> _Excerpted passage_:
────────

The rationale behind the normalization of inference time in equation 5 needs clarification. Mixing inference time with other error metrics adds to the confusion. Consider presenting the inference time as a standalone performance metric and eliminating the total score.

The definitions of the total score, timeless score, and reduced score require justification. While it is clear that QE, MAE, MBE, and FSIM are simple equally weighted average scores, their distribution (or typical range) and sensitivity are not the same. A simple average may assign higher weights to the most sensitive score.

Current presentation issues when comparing model performance:
It is not straightforward to compare the same metric across different models using radar charts. This design highlights differences between the metrics of the same model.

The values of the metrics are challenging to read from the plots. I suggest annotating each entry on the charts.

The common legend in figure 8 is counterintuitive, though it is understood that this was done to save space. The line styles and colors are simple enough to be described in captions.
Citation: https://doi.org/10.5194/egusphere-2024-2676-RC2
- AC2:
  'Reply on RC2', Matthieu Dabrowski, 22 Jan 2025
  We would like to thank the reviewer for his insightful observations and comments. Some of the suggested modifications were applied to a new version of this manuscript while justification is provided hereafter otherwise.
  
  It is not clear how the relative versions of MAE and MBE (rMAE and rMBE) are defined. Please provide explicit definitions with mathematical formulations.
  
  In our new version mathematical formulations of the rMAE and rMBE are now provided.
  
  The summarizing scores (total score, timeless score, reduced score) undermine the purpose of having multiple error metrics. The different versions of summarizing scores also contradict the claim of easier model comparisons. Consequently, performance tables (e.g., table 2) are cluttered with both the 5 error metrics and additional 3 scores. I suggest prioritizing a subset of these metrics or scores to avoid confusion and overwhelming the readers.
  
  We would like to specify that we do agree with the referee that these scores may not be suited for an in-depth analysis of our results, and may make the analysis of our results harder. These scores are mainly used to justify the selection of some of our experiments among the numerous we have performed before comparing them, and provide a quantifiable rationale for this selection. Once this subset of experiments is selected, a more in-depth analysis can be realised based on dedicated metrics. Therefore we decided to only display the values of our metrics in the revised manuscript, and have updated the description of our scores accordingly. However our selection protocol, using our scores, remains the same. Our total score is also used in our radar charts to highlight the overall best results.
  
  The rationale behind the normalization of inference time in equation 5 needs clarification. Mixing inference time with other error metrics adds to the confusion. Consider presenting the inference time as a standalone performance metric and eliminating the total score.

────────

> _Box annotation data, in rows_:

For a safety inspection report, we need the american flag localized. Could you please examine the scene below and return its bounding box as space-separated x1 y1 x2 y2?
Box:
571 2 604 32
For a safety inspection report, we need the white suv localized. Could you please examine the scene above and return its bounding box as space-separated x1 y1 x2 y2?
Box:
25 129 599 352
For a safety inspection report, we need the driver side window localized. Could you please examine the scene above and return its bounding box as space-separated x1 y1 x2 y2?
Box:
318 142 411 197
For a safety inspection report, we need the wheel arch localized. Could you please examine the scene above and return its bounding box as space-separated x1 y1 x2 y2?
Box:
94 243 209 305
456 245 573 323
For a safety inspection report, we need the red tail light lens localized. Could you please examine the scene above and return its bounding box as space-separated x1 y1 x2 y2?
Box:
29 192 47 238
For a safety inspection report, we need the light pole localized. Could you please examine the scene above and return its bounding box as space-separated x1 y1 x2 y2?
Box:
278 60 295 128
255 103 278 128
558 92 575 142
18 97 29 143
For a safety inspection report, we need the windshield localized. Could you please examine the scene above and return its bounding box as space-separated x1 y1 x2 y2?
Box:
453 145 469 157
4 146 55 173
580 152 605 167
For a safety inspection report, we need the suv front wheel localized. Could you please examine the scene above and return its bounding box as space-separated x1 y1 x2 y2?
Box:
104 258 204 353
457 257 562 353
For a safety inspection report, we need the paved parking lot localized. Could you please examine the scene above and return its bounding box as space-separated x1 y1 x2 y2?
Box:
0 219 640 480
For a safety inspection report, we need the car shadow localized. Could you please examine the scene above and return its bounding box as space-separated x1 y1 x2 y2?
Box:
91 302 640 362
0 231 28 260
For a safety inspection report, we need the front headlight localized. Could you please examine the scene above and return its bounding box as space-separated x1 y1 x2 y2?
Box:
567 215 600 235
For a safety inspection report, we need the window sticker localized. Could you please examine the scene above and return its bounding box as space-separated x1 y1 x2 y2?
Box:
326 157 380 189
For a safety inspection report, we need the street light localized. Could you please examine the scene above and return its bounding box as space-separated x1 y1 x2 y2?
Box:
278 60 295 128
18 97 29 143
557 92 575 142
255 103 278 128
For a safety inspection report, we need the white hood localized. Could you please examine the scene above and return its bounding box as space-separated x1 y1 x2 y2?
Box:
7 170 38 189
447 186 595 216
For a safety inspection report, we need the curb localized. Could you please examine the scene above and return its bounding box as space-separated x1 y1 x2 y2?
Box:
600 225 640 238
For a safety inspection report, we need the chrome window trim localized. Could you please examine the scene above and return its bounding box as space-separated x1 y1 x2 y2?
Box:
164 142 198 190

────────

> _Problem statement_:
Output, word for word, the part of the manuscript review that starts with "Current presentation issues" and goes on through "the same model.".

> _Solution for this problem_:
Current presentation issues when comparing model performance:
It is not straightforward to compare the same metric across different models using radar charts. This design highlights differences between the metrics of the same model.